* [Article]
━━━━━━━━━━

Pennsauken School District Cuts Ribbon On New Trade Programs

By Frank Sinatra, AAP Editor

Last month, the Pennsauken School District officially cut the ribbon on the high school’s new trade programs. Beginning this year, Pennsauken High School offers career technical education (CTE) programs in carpentry, cosmetology, automotive technology, and culinary arts.

“We’re excited to launch these new programs for our students,” says Tarah Gillespie, district curriculum supervisor for grades sixth through 12. “The purpose of these programs is to get our students certifications and get them on track to getting jobs post high school.”

Over the summer, the high school underwent extensive renovations to upgrade the building’s facilities to accommodate the new CTE programs. But according to Gillespie, the development of these classes started months earlier.

“The work started way before the summer, writing curriculum for 16 courses, getting the curriculum and programs approved by the state, and ordering and organizing the materials and supplies that the students will need. It was a very large task and a very involved process.”

━━━━━━━━━━

* [Supplied records]
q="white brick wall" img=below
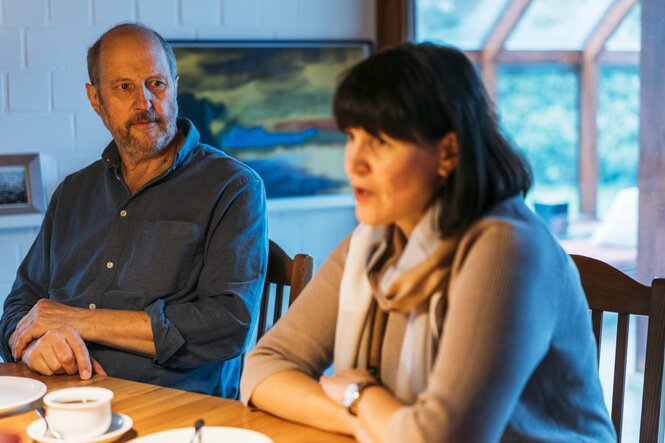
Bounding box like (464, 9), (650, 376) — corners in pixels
(0, 0), (368, 320)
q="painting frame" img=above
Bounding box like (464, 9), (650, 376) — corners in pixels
(0, 153), (46, 216)
(170, 40), (374, 200)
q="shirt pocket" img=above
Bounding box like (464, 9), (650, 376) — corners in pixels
(118, 220), (202, 295)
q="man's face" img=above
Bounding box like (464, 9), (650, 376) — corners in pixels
(86, 32), (178, 155)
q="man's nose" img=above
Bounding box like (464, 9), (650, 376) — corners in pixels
(135, 86), (152, 111)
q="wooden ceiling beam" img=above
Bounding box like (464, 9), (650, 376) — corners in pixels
(494, 50), (582, 65)
(583, 0), (637, 60)
(579, 0), (637, 217)
(376, 0), (415, 50)
(481, 0), (532, 100)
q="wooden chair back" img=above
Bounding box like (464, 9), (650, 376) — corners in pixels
(256, 240), (314, 341)
(571, 255), (665, 443)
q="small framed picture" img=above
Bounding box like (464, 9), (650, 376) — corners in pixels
(0, 154), (46, 215)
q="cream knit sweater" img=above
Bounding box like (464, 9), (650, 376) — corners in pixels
(240, 197), (616, 443)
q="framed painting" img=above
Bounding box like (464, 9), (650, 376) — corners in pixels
(0, 154), (46, 215)
(171, 41), (372, 198)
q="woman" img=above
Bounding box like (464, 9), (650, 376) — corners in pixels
(241, 44), (616, 443)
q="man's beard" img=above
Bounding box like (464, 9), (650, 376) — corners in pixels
(101, 101), (178, 156)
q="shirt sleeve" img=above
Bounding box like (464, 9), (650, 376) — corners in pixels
(0, 185), (62, 362)
(386, 222), (567, 442)
(240, 237), (348, 404)
(145, 174), (268, 369)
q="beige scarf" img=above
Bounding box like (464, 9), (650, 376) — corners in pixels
(334, 206), (457, 402)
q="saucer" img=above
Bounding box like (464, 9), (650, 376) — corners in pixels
(25, 414), (134, 443)
(0, 376), (46, 413)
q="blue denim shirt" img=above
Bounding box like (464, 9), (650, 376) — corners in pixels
(0, 119), (267, 398)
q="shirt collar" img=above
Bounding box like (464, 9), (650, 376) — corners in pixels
(102, 118), (200, 170)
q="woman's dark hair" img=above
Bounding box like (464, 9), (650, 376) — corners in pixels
(334, 43), (531, 237)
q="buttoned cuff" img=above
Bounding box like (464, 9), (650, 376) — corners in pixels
(145, 299), (185, 366)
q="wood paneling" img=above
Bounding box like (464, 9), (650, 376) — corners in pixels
(376, 0), (415, 50)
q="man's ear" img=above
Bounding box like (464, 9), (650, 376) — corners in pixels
(85, 83), (102, 116)
(436, 131), (459, 178)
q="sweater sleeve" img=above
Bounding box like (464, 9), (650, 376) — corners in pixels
(386, 221), (561, 442)
(240, 237), (349, 404)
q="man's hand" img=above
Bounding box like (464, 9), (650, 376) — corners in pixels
(23, 326), (106, 380)
(9, 299), (81, 361)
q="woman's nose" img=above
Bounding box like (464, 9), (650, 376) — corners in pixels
(344, 139), (369, 175)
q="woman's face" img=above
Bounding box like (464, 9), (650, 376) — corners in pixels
(344, 127), (443, 237)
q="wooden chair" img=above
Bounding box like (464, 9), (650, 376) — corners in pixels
(572, 255), (665, 443)
(256, 240), (314, 341)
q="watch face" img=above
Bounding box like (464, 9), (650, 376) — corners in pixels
(342, 383), (359, 409)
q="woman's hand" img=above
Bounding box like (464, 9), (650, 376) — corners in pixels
(319, 368), (377, 406)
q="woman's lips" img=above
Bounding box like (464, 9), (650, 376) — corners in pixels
(353, 188), (371, 201)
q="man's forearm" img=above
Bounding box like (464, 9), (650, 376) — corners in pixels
(72, 309), (155, 357)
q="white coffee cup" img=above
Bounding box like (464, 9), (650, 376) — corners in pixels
(44, 386), (113, 440)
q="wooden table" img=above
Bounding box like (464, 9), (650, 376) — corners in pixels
(0, 363), (354, 443)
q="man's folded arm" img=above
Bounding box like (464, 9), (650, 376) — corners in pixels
(145, 176), (268, 368)
(0, 186), (60, 362)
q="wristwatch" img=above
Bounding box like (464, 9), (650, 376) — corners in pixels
(342, 381), (378, 416)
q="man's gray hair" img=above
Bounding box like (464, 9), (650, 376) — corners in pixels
(88, 22), (178, 88)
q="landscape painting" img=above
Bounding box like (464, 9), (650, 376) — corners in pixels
(173, 42), (371, 198)
(0, 154), (46, 216)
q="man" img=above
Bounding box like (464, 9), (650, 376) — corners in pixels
(0, 24), (267, 397)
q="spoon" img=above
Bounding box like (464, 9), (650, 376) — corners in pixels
(189, 418), (205, 443)
(35, 406), (64, 440)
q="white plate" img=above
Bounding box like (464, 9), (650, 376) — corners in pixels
(25, 414), (134, 443)
(127, 426), (273, 443)
(0, 376), (46, 413)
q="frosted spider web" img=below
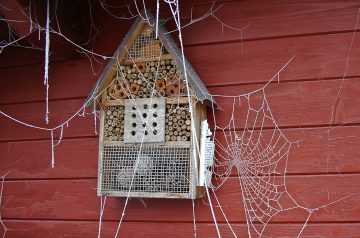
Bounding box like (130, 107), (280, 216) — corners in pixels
(0, 1), (354, 237)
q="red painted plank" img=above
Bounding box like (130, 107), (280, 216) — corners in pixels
(2, 174), (360, 222)
(211, 78), (360, 128)
(0, 126), (360, 179)
(0, 33), (360, 103)
(95, 0), (359, 53)
(0, 138), (98, 179)
(0, 79), (360, 141)
(185, 33), (360, 86)
(5, 220), (360, 238)
(0, 59), (104, 103)
(0, 99), (99, 140)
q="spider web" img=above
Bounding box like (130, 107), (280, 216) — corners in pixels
(211, 89), (299, 237)
(0, 1), (354, 237)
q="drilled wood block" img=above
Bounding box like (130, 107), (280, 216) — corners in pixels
(124, 98), (165, 143)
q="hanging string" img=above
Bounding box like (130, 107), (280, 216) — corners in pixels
(44, 0), (50, 124)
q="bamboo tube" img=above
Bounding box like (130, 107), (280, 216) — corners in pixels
(136, 62), (146, 73)
(146, 82), (154, 90)
(158, 90), (165, 97)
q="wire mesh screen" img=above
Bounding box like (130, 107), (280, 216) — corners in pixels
(125, 25), (168, 61)
(99, 144), (192, 197)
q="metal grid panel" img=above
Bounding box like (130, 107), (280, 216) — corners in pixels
(124, 98), (165, 143)
(125, 25), (168, 61)
(99, 144), (192, 197)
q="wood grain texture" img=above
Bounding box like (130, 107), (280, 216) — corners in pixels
(0, 126), (360, 179)
(0, 79), (360, 141)
(5, 220), (360, 238)
(2, 174), (360, 223)
(95, 0), (360, 53)
(0, 33), (360, 104)
(0, 0), (360, 238)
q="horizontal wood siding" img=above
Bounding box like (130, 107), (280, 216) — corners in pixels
(0, 0), (360, 238)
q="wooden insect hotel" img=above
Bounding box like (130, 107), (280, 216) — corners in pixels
(88, 12), (215, 198)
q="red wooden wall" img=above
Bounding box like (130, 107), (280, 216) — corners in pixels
(0, 0), (360, 238)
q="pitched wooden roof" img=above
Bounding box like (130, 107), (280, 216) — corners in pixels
(87, 11), (216, 106)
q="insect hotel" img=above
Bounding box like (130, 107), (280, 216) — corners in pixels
(88, 12), (215, 199)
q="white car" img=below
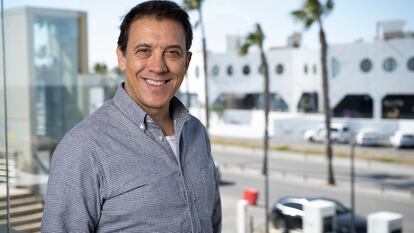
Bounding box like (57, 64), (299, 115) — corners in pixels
(304, 123), (351, 143)
(390, 130), (414, 148)
(355, 128), (383, 146)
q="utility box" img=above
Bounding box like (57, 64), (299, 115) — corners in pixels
(303, 200), (336, 233)
(368, 211), (403, 233)
(243, 188), (259, 205)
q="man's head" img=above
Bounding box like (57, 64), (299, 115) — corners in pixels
(117, 1), (192, 116)
(118, 1), (193, 54)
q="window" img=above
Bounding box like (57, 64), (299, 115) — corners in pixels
(359, 58), (372, 73)
(331, 57), (341, 78)
(211, 65), (220, 76)
(227, 65), (233, 76)
(382, 57), (397, 72)
(298, 92), (318, 112)
(407, 57), (414, 71)
(275, 64), (284, 75)
(259, 64), (264, 74)
(213, 93), (289, 112)
(333, 95), (373, 118)
(382, 95), (414, 119)
(242, 65), (250, 75)
(194, 66), (200, 78)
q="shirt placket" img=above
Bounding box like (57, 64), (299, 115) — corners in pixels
(145, 121), (200, 233)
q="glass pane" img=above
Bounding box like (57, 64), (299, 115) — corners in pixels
(0, 5), (121, 232)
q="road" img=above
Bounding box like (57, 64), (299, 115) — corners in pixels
(220, 169), (414, 233)
(213, 145), (414, 198)
(213, 145), (414, 233)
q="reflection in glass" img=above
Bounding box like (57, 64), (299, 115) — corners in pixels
(331, 57), (341, 78)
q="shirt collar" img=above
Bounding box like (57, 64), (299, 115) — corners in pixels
(113, 83), (190, 129)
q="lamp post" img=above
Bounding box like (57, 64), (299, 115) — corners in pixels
(351, 142), (356, 233)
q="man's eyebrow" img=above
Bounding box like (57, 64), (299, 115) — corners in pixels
(165, 44), (184, 52)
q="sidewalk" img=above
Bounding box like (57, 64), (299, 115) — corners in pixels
(211, 136), (414, 165)
(212, 139), (414, 201)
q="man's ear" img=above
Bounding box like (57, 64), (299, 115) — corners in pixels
(116, 46), (126, 71)
(185, 52), (193, 72)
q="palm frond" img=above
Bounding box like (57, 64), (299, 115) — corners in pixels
(290, 10), (308, 23)
(239, 42), (251, 56)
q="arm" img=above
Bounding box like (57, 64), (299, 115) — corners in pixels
(211, 165), (222, 233)
(205, 131), (222, 233)
(42, 135), (102, 233)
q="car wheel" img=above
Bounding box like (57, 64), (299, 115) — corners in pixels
(275, 218), (289, 233)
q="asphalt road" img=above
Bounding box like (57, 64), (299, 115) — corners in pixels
(212, 145), (414, 197)
(220, 168), (414, 233)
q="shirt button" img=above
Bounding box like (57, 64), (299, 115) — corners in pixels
(139, 123), (145, 130)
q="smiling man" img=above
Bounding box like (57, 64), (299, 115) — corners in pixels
(42, 1), (221, 233)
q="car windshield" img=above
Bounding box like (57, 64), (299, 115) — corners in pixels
(324, 199), (349, 214)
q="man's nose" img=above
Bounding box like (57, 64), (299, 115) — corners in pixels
(149, 53), (168, 73)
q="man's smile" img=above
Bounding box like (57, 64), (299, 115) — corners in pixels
(144, 78), (171, 86)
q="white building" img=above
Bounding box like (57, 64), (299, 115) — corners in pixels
(181, 21), (414, 137)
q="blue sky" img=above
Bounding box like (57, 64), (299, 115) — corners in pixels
(3, 0), (414, 67)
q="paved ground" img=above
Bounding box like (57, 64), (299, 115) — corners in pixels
(211, 136), (414, 165)
(212, 138), (414, 233)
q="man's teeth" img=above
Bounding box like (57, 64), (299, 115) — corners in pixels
(145, 79), (167, 86)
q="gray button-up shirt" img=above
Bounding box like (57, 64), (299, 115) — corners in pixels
(42, 86), (221, 233)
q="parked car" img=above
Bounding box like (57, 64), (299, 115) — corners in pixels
(304, 123), (351, 143)
(270, 196), (367, 233)
(390, 130), (414, 148)
(355, 128), (384, 146)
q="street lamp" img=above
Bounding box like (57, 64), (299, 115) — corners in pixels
(351, 142), (356, 233)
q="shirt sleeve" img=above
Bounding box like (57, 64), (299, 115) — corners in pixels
(211, 164), (222, 233)
(42, 135), (102, 233)
(205, 131), (222, 233)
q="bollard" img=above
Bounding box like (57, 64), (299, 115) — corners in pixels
(368, 211), (403, 233)
(237, 199), (247, 233)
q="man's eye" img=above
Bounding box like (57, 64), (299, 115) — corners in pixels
(136, 48), (151, 55)
(165, 50), (181, 58)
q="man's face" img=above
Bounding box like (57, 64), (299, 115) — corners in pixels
(117, 17), (191, 113)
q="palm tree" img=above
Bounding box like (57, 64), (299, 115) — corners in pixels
(239, 23), (269, 233)
(291, 0), (335, 185)
(183, 0), (210, 130)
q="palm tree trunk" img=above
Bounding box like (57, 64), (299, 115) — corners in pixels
(319, 21), (335, 185)
(198, 5), (210, 129)
(260, 47), (269, 233)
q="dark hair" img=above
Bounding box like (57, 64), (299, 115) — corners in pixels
(118, 1), (193, 54)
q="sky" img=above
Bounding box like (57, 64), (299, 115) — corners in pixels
(3, 0), (414, 68)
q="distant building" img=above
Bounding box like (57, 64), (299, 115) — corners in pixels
(181, 21), (414, 136)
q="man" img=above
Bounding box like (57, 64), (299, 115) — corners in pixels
(42, 1), (221, 233)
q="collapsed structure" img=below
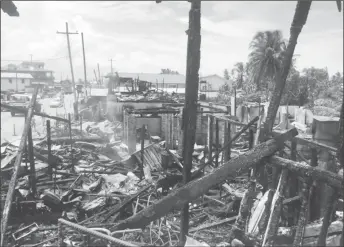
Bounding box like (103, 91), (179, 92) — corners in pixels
(1, 1), (343, 246)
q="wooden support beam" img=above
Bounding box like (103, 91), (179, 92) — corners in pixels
(215, 119), (220, 167)
(268, 156), (343, 194)
(28, 126), (37, 195)
(0, 87), (38, 246)
(207, 115), (214, 164)
(47, 120), (53, 181)
(140, 124), (146, 180)
(194, 117), (259, 174)
(224, 122), (231, 162)
(68, 113), (74, 172)
(262, 169), (288, 246)
(179, 0), (201, 243)
(115, 129), (297, 229)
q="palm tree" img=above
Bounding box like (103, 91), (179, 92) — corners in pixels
(249, 30), (286, 91)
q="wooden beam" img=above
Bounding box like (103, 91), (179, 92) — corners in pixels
(268, 156), (343, 194)
(179, 0), (201, 243)
(1, 103), (68, 123)
(0, 87), (38, 246)
(115, 129), (297, 230)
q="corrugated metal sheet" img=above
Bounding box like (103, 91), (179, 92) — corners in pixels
(1, 72), (33, 79)
(133, 144), (162, 171)
(88, 88), (108, 97)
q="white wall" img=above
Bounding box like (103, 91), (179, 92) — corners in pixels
(200, 75), (232, 90)
(1, 78), (30, 91)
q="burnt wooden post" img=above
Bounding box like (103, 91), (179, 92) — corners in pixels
(179, 0), (201, 246)
(68, 113), (74, 171)
(79, 114), (82, 135)
(308, 148), (321, 221)
(287, 139), (300, 226)
(0, 87), (38, 246)
(27, 126), (37, 195)
(223, 121), (231, 162)
(248, 128), (254, 149)
(215, 119), (220, 167)
(140, 124), (146, 180)
(208, 115), (214, 164)
(25, 113), (29, 169)
(47, 120), (53, 180)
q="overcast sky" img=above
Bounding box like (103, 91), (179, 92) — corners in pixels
(1, 1), (343, 79)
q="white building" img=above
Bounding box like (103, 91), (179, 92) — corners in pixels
(1, 72), (33, 92)
(199, 74), (232, 92)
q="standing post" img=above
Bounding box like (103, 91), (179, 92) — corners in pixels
(25, 113), (31, 169)
(80, 115), (82, 135)
(27, 126), (37, 195)
(81, 33), (87, 97)
(179, 0), (201, 246)
(47, 120), (52, 181)
(223, 121), (231, 162)
(0, 87), (38, 246)
(68, 113), (74, 171)
(97, 63), (103, 84)
(215, 118), (220, 167)
(57, 22), (79, 120)
(208, 115), (214, 165)
(140, 124), (146, 180)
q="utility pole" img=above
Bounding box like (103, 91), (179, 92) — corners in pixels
(81, 33), (87, 97)
(56, 22), (79, 120)
(109, 58), (113, 75)
(97, 63), (101, 84)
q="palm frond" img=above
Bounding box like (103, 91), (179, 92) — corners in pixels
(336, 0), (342, 12)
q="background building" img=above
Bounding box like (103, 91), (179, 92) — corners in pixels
(1, 72), (33, 92)
(1, 61), (54, 86)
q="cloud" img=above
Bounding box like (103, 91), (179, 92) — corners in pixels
(1, 1), (343, 79)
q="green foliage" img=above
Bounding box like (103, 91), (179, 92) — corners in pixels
(249, 30), (286, 91)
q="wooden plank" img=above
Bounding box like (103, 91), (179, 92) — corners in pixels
(0, 87), (38, 246)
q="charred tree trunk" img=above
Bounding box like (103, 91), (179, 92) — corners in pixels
(262, 169), (288, 246)
(293, 173), (312, 247)
(317, 188), (338, 246)
(254, 1), (312, 245)
(268, 156), (344, 195)
(179, 0), (201, 246)
(263, 1), (312, 137)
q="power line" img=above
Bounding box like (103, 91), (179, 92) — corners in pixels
(1, 52), (80, 62)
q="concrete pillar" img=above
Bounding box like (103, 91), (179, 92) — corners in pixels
(127, 114), (136, 154)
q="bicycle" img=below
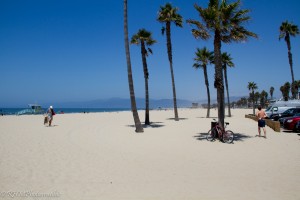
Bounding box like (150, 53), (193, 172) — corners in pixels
(206, 119), (234, 144)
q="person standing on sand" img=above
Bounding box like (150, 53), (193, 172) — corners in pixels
(256, 105), (267, 138)
(47, 106), (55, 126)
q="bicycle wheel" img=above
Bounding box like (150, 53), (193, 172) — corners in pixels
(223, 130), (234, 144)
(206, 128), (216, 141)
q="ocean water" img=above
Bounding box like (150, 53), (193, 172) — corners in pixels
(0, 108), (131, 115)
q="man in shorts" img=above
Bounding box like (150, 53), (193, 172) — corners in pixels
(256, 105), (267, 138)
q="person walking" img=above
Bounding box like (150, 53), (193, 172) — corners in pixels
(256, 105), (267, 138)
(47, 106), (55, 126)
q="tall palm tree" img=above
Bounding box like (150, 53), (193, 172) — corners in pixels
(187, 0), (257, 126)
(259, 90), (268, 107)
(222, 52), (234, 117)
(157, 3), (182, 121)
(131, 29), (156, 125)
(248, 82), (258, 115)
(124, 0), (144, 133)
(294, 80), (300, 99)
(270, 86), (274, 99)
(193, 47), (214, 118)
(280, 82), (291, 101)
(279, 21), (299, 92)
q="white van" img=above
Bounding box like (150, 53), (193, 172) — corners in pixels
(265, 100), (300, 117)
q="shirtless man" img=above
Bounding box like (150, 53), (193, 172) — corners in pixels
(256, 106), (267, 138)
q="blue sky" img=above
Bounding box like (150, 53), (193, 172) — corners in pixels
(0, 0), (300, 107)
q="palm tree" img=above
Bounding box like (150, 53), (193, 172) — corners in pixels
(131, 29), (156, 125)
(291, 81), (299, 99)
(157, 3), (182, 121)
(259, 90), (268, 107)
(279, 21), (299, 92)
(222, 52), (234, 117)
(124, 0), (144, 133)
(193, 47), (214, 118)
(270, 86), (274, 99)
(248, 82), (258, 115)
(187, 0), (257, 126)
(294, 80), (300, 99)
(280, 82), (291, 101)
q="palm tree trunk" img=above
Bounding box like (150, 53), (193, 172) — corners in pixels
(285, 33), (295, 83)
(252, 89), (255, 115)
(124, 0), (144, 133)
(203, 66), (210, 118)
(214, 30), (225, 127)
(224, 65), (231, 117)
(141, 41), (150, 125)
(166, 22), (179, 121)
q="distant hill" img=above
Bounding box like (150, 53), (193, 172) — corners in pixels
(55, 98), (192, 109)
(54, 97), (246, 109)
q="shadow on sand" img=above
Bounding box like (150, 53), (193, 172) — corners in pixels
(194, 133), (253, 143)
(167, 118), (188, 121)
(127, 122), (165, 128)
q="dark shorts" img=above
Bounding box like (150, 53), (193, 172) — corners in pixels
(258, 119), (266, 127)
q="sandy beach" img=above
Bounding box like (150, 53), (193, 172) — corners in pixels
(0, 109), (300, 200)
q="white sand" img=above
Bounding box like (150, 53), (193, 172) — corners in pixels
(0, 109), (300, 200)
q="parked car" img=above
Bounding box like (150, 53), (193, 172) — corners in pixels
(295, 121), (300, 132)
(278, 113), (300, 127)
(269, 108), (300, 121)
(283, 116), (300, 131)
(265, 99), (300, 118)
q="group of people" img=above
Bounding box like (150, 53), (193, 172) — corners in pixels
(44, 106), (267, 138)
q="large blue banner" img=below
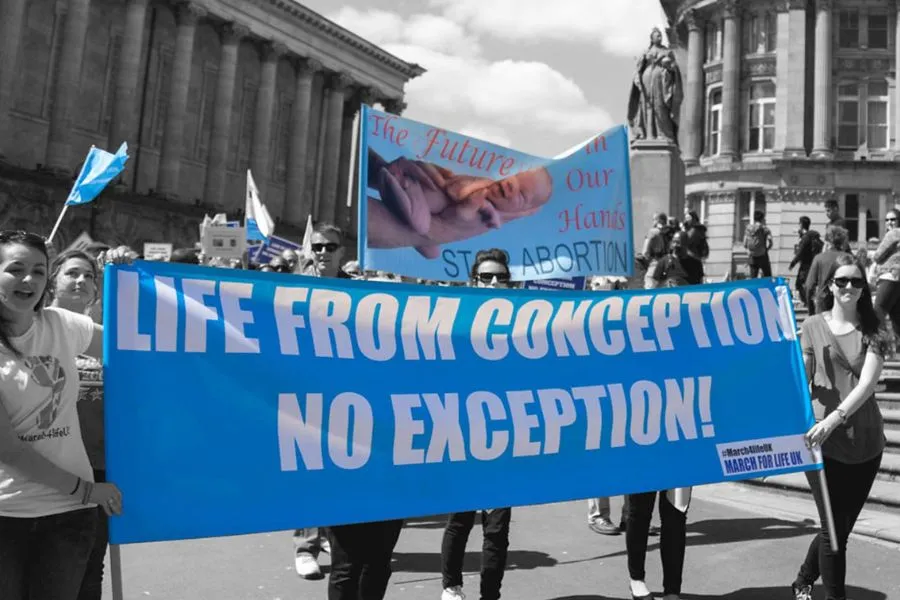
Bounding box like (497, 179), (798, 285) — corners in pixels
(359, 106), (634, 281)
(104, 262), (817, 543)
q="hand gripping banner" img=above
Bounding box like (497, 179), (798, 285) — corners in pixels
(105, 262), (819, 543)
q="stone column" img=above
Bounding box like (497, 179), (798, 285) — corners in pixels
(719, 0), (741, 160)
(156, 2), (206, 198)
(203, 23), (250, 205)
(681, 10), (705, 166)
(812, 0), (833, 158)
(250, 42), (287, 201)
(334, 94), (360, 231)
(775, 0), (807, 158)
(44, 0), (91, 173)
(106, 0), (148, 180)
(0, 0), (25, 158)
(281, 58), (322, 225)
(319, 74), (353, 221)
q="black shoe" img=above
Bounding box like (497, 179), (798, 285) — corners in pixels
(791, 583), (812, 600)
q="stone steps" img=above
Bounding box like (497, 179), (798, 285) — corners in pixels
(742, 472), (900, 513)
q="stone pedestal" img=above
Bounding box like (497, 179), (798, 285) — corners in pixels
(631, 140), (684, 254)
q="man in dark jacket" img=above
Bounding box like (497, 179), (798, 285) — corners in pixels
(788, 216), (824, 308)
(806, 227), (849, 315)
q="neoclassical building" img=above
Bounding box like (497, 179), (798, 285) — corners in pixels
(661, 0), (900, 276)
(0, 0), (424, 244)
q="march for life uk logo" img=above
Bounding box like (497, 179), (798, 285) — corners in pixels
(358, 107), (634, 281)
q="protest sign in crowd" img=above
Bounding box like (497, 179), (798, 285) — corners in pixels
(0, 109), (888, 600)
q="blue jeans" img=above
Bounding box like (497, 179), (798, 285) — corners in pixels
(0, 508), (97, 600)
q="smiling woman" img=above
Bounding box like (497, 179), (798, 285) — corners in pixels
(0, 231), (122, 599)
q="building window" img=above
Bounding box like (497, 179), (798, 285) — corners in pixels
(838, 83), (859, 150)
(837, 79), (890, 150)
(706, 88), (722, 156)
(685, 194), (709, 223)
(744, 13), (778, 54)
(734, 190), (766, 244)
(747, 81), (775, 152)
(706, 21), (722, 62)
(866, 81), (890, 150)
(866, 15), (888, 50)
(838, 10), (859, 48)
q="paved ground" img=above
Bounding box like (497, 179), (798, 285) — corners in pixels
(104, 486), (900, 600)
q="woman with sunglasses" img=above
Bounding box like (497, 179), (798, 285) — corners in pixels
(0, 231), (122, 600)
(441, 248), (512, 600)
(872, 208), (900, 336)
(792, 254), (893, 600)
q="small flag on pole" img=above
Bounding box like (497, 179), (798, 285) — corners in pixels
(66, 143), (128, 206)
(244, 169), (275, 242)
(300, 215), (313, 258)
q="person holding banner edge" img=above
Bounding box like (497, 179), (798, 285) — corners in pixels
(791, 254), (893, 600)
(441, 248), (512, 600)
(0, 231), (123, 600)
(47, 250), (109, 600)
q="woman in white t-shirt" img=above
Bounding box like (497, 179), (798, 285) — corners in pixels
(0, 231), (122, 600)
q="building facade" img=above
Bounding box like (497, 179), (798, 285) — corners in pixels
(0, 0), (423, 248)
(662, 0), (900, 277)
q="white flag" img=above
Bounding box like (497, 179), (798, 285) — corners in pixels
(244, 169), (275, 242)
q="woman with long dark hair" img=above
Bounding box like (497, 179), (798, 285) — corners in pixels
(0, 231), (122, 600)
(792, 254), (893, 600)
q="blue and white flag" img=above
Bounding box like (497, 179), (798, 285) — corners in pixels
(66, 142), (128, 206)
(244, 169), (275, 242)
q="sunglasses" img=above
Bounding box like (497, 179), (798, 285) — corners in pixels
(832, 277), (866, 290)
(478, 273), (509, 283)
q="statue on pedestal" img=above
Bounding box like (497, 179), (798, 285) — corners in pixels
(628, 27), (684, 146)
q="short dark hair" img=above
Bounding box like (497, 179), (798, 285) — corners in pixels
(825, 227), (849, 249)
(313, 223), (344, 246)
(469, 248), (510, 281)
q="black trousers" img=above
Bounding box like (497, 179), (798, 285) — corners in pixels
(747, 252), (772, 279)
(328, 521), (403, 600)
(78, 469), (109, 600)
(441, 508), (512, 600)
(625, 492), (687, 594)
(795, 454), (881, 600)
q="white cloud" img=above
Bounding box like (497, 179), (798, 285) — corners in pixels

━━━━━━━━━━

* [Brief A]
Copy out the article on Pennsauken's new trade programs word for word, everything from "By Frank Sinatra, AAP" down to "started months earlier.".
* [Brief B]
In the article on Pennsauken's new trade programs, how many courses did the district write curriculum for?
* [Brief C]
Go on with the article on Pennsauken's new trade programs, starting right after its last sentence.

* [Right answer A]
By Frank Sinatra, AAP Editor

Last month, the Pennsauken School District officially cut the ribbon on the high school’s new trade programs. Beginning this year, Pennsauken High School offers career technical education (CTE) programs in carpentry, cosmetology, automotive technology, and culinary arts.

“We’re excited to launch these new programs for our students,” says Tarah Gillespie, district curriculum supervisor for grades sixth through 12. “The purpose of these programs is to get our students certifications and get them on track to getting jobs post high school.”

Over the summer, the high school underwent extensive renovations to upgrade the building’s facilities to accommodate the new CTE programs. But according to Gillespie, the development of these classes started months earlier.

* [Right answer B]
16 courses.

* [Right answer C]
All that hard work has paid off, as there’s been an overwhelming interest from students to enroll in these classes.

“For cosmetology, there were 123 applicants for 23 chairs. In carpentry, there are 60 students enrolled,” explains Nick Perry, president, Pennsauken Board of Education. “These are the types of programs that many students are dying to get into.”

In addition, three out of the four teachers involved in these programs, Jason Wilson, John Warwick, and Jibril Smitherman, all graduated from Pennsauken High School and have come back to prepare these students for career and technical readiness.

“Pennsauken has a strong sense of community; to have these PHS graduates return to their old high school and prepare the next generation of students for career and technical readiness speaks volumes,” says Dr. Ronnie Tarchichi, superintendent of schools for the Pennsauken School District. “Our vocational programs will rival any programs on any campus. It’s an important part of making Pennsauken a comprehensive school district that offers dual credit courses, advanced placement courses, college preparatory courses, and vocational courses.”

There is a real need for vocational workers. The New Jersey Business and Industry Association estimates that 80 percent of manufacturers in the nation have a significant shortage of qualified applicants for skilled production positions.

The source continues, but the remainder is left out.